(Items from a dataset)
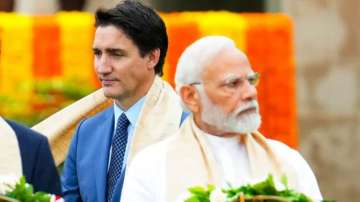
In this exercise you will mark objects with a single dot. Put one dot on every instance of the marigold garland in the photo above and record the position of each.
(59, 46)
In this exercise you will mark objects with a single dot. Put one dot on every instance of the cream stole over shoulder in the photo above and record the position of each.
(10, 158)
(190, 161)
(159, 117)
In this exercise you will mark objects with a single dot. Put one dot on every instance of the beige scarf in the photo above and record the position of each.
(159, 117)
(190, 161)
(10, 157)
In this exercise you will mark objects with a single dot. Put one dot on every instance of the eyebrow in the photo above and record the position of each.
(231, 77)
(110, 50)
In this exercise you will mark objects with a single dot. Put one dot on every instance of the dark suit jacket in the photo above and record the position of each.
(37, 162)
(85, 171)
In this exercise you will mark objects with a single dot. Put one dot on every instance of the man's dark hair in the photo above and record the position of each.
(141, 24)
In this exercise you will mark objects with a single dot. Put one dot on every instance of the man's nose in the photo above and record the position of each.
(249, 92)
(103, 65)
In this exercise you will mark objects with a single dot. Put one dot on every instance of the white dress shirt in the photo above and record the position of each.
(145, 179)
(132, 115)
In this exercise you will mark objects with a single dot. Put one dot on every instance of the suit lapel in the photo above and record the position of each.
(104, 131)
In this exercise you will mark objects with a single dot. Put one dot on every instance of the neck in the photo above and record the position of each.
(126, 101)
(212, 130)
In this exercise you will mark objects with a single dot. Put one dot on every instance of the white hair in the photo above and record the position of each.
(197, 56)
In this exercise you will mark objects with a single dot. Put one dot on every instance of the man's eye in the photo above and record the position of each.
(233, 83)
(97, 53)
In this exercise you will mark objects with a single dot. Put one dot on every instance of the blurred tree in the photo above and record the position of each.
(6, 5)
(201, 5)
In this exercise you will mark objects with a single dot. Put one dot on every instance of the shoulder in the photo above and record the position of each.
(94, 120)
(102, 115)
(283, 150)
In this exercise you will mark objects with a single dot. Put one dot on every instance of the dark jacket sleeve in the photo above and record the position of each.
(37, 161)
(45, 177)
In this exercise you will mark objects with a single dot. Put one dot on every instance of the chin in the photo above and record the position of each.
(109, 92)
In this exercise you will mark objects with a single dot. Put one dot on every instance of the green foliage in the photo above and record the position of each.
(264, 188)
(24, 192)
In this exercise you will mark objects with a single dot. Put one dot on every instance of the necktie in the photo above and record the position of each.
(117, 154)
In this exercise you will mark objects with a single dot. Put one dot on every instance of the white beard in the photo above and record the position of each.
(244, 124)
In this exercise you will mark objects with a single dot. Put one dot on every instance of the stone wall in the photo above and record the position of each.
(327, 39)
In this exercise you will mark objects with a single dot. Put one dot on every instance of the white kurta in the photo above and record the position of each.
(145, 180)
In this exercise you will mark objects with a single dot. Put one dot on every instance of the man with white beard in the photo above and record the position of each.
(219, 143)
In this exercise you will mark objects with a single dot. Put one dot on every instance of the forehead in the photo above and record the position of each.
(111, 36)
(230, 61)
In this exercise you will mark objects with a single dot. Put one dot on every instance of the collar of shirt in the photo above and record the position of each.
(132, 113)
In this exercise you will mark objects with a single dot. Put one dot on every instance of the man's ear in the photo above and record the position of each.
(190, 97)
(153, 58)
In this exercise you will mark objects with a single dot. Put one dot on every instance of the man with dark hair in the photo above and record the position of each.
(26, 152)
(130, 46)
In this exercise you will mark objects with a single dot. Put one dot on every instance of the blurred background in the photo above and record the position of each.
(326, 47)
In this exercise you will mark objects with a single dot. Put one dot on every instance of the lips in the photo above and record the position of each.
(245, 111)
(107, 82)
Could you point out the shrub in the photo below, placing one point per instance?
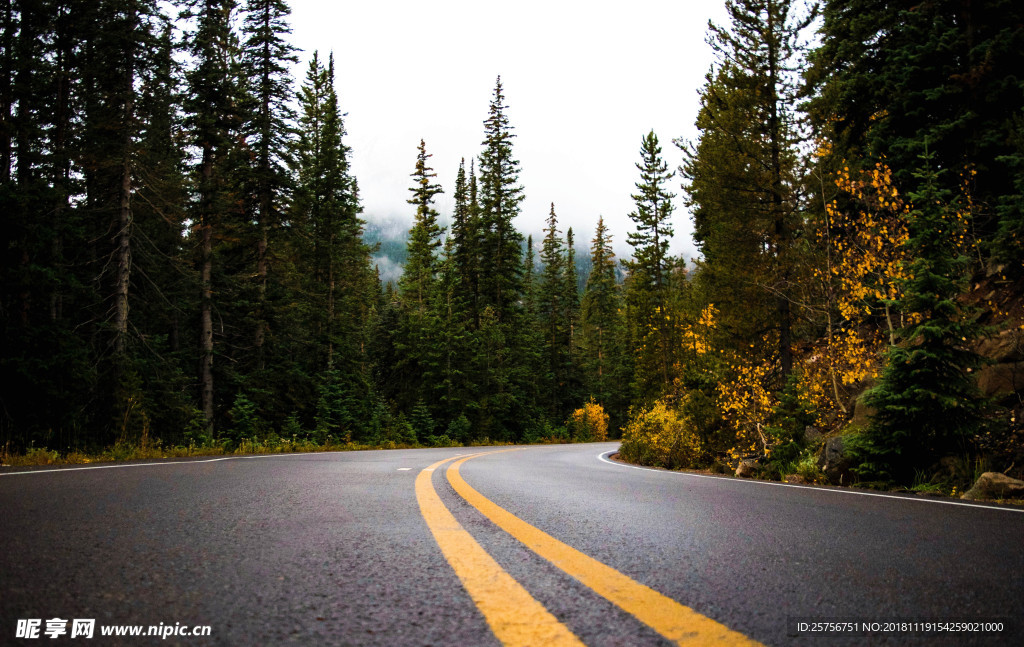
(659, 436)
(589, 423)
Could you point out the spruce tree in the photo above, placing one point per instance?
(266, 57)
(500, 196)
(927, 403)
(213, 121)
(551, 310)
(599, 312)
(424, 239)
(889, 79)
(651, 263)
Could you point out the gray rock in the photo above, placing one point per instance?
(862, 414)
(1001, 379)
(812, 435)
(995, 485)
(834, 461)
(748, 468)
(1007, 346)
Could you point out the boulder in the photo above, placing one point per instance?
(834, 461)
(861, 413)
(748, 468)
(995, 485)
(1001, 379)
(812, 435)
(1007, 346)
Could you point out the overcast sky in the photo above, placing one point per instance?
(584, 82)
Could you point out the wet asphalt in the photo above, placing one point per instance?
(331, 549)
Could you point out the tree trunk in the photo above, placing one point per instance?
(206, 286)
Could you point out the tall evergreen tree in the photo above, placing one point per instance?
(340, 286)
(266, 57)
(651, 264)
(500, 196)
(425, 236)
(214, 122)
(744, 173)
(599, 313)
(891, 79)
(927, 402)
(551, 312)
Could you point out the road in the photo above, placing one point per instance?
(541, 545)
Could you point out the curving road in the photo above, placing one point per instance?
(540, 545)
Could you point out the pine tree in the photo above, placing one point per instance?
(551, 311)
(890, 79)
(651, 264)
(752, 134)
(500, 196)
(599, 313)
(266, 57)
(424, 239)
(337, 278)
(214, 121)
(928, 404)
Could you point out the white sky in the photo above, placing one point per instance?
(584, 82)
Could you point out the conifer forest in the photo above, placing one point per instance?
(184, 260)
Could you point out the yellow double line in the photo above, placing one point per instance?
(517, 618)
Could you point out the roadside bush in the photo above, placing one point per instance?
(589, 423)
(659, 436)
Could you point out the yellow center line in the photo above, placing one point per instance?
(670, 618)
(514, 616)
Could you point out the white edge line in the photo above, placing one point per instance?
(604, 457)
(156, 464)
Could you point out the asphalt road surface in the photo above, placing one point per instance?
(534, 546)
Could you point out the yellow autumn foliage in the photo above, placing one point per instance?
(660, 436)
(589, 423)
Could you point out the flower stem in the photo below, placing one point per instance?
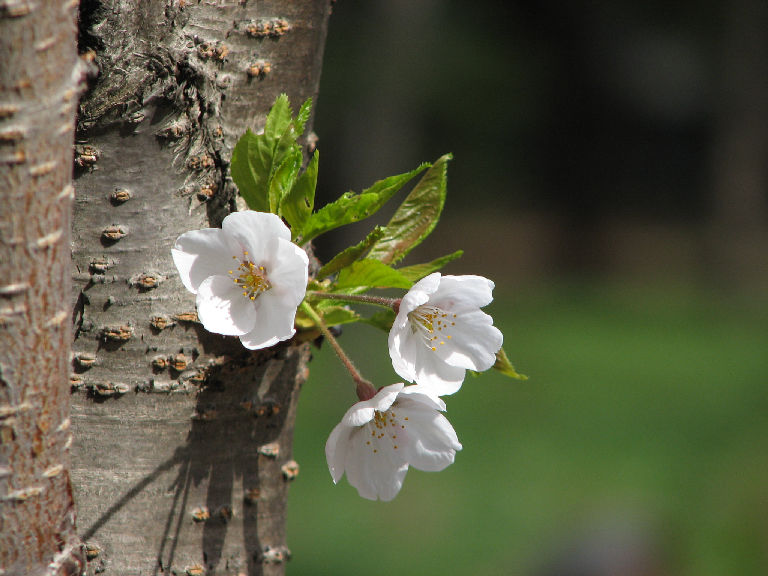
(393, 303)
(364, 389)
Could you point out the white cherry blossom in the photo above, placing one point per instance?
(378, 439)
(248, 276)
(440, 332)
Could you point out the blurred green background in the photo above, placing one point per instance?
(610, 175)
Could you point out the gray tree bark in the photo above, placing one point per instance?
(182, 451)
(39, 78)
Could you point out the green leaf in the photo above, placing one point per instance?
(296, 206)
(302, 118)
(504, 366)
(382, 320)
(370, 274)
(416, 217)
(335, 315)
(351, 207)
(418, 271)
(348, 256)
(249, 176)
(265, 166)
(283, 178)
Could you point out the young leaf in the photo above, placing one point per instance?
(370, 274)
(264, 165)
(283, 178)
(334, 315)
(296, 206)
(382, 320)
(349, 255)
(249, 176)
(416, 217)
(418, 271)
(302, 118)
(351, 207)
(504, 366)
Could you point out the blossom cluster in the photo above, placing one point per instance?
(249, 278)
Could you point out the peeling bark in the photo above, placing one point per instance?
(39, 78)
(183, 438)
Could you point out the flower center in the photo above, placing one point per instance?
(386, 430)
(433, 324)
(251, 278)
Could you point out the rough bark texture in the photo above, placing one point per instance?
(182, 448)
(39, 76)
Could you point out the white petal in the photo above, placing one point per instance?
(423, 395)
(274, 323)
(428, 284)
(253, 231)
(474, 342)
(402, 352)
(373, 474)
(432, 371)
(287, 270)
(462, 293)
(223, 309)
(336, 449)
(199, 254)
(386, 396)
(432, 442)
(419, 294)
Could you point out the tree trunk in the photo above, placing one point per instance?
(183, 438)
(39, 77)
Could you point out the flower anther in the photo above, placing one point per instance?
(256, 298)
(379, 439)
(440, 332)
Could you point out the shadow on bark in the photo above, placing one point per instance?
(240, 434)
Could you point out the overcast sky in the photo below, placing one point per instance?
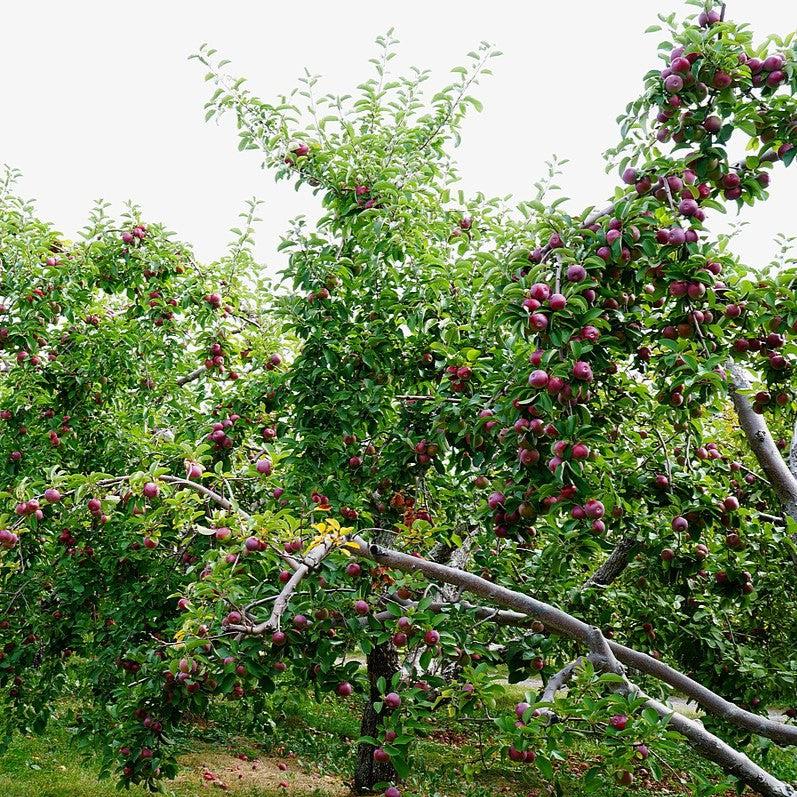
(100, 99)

CHALLENGE
The copy should hold exactly the lines from the line containing "Could you point out the white cherry" through the end of the data, both ends included, and no pictures.

FULL OUTPUT
Could you point out the white cherry blossom in the photo above, placing one point per instance?
(378, 439)
(248, 276)
(440, 332)
Could you point out the blurred green background in the photo above, placing one point per instance?
(610, 175)
Could you point out the gray tree bark in the photo above, placing one point per instance?
(182, 451)
(39, 78)
Could you point out the green leaf in the photo above, placing one point per instance?
(296, 206)
(302, 118)
(504, 366)
(382, 320)
(370, 274)
(416, 217)
(335, 315)
(351, 207)
(418, 271)
(348, 256)
(249, 176)
(265, 166)
(283, 178)
Could you point out the young leaf in the photo above, placing one point per instance?
(370, 274)
(264, 165)
(283, 178)
(334, 315)
(296, 206)
(382, 320)
(349, 255)
(249, 176)
(416, 217)
(418, 271)
(302, 118)
(351, 207)
(504, 366)
Could you point out the blossom cluster in the photo above, placing one point per instance?
(249, 278)
Could you point out the peeling bark in the photo above, placing one point per instance?
(39, 78)
(183, 438)
Could you point out the flower center in the photo above, placing one point per instance?
(386, 430)
(433, 324)
(251, 278)
Could you point out the rough bark texture in the photo above, placing one point per instance?
(182, 448)
(39, 76)
Could you point out the white petal in the photo above, placing one point per instance?
(423, 395)
(274, 323)
(428, 284)
(253, 231)
(474, 342)
(402, 352)
(373, 474)
(432, 371)
(287, 270)
(462, 293)
(223, 309)
(336, 449)
(199, 254)
(386, 396)
(432, 442)
(419, 294)
Could you point out the tree trunk in the photo above, placing one point per instance?
(183, 438)
(39, 77)
Could you point out the flower anther in the photo above, placing one point per instance?
(256, 298)
(379, 439)
(440, 332)
Could you point out the shadow on bark in the photo above, placing one point per instance?
(240, 434)
Could you point out the overcast sky in the photo below, placing one point per instance?
(100, 99)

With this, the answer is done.